■ WORK TO COMPLETE
This exercise needs all of the entries set down again, exactly as they read.

+===+

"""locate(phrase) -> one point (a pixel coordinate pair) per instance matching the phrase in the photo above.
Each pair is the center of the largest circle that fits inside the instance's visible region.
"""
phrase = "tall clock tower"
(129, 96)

+===+

■ OUTPUT
"""locate(phrase) -> one point (a pixel coordinate pair) per instance matching the phrase in the photo above.
Each pair is the center of the largest circle that fits inside the instance's visible region.
"""
phrase = "tall clock tower"
(129, 96)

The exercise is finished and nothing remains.